Excerpts of labeled region data:
════

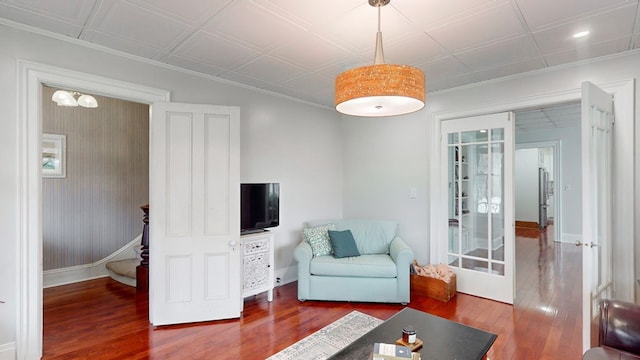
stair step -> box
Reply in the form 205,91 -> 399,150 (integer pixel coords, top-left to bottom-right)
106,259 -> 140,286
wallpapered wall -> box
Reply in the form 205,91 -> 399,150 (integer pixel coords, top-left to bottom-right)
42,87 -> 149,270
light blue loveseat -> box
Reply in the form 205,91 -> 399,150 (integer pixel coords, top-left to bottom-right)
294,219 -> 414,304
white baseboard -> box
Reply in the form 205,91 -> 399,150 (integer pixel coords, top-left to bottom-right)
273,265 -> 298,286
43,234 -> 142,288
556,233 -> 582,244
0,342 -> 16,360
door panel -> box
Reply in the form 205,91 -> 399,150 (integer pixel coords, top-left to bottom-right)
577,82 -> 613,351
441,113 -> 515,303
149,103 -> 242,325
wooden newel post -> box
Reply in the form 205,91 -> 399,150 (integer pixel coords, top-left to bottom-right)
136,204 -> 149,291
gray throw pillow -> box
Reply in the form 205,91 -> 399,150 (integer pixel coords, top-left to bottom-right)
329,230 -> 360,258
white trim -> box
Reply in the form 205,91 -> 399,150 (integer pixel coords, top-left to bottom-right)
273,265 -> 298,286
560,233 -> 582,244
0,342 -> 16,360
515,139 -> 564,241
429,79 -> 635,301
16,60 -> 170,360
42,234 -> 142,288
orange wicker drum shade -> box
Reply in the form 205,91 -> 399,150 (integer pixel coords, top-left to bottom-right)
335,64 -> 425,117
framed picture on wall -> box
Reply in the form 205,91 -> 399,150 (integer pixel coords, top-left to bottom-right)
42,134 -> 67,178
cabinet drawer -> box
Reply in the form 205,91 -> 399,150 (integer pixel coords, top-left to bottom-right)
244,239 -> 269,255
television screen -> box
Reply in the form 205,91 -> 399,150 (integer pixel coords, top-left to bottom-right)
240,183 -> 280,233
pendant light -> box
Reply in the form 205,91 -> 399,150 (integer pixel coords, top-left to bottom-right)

════

Short problem:
Lay out the lines of the listing as a numbered list, from the top through the line that contains "149,103 -> 242,325", with blank lines skipped. Leave the pictures out.

Full output:
1. stair step -> box
2. Reply in the form 205,91 -> 399,150 (integer pixel coords, top-left to bottom-right)
3. 106,259 -> 140,286
4. wallpapered wall -> box
5. Reply in the form 205,91 -> 399,150 (integer pixel coords, top-left to bottom-right)
6. 42,87 -> 149,270
7. light blue loveseat -> box
8. Reply in the form 205,91 -> 399,150 (integer pixel coords, top-left to bottom-right)
9. 294,219 -> 414,304
10. white baseboard -> box
11. Reply in the form 205,91 -> 399,150 (integer pixel coords, top-left to bottom-right)
12. 273,265 -> 298,286
13. 43,234 -> 142,288
14. 556,233 -> 582,244
15. 0,342 -> 16,360
16. door panel -> box
17. Reply in the form 205,91 -> 399,150 (integer pixel coords, top-left to bottom-right)
18. 577,82 -> 613,351
19. 441,113 -> 515,303
20. 149,103 -> 242,325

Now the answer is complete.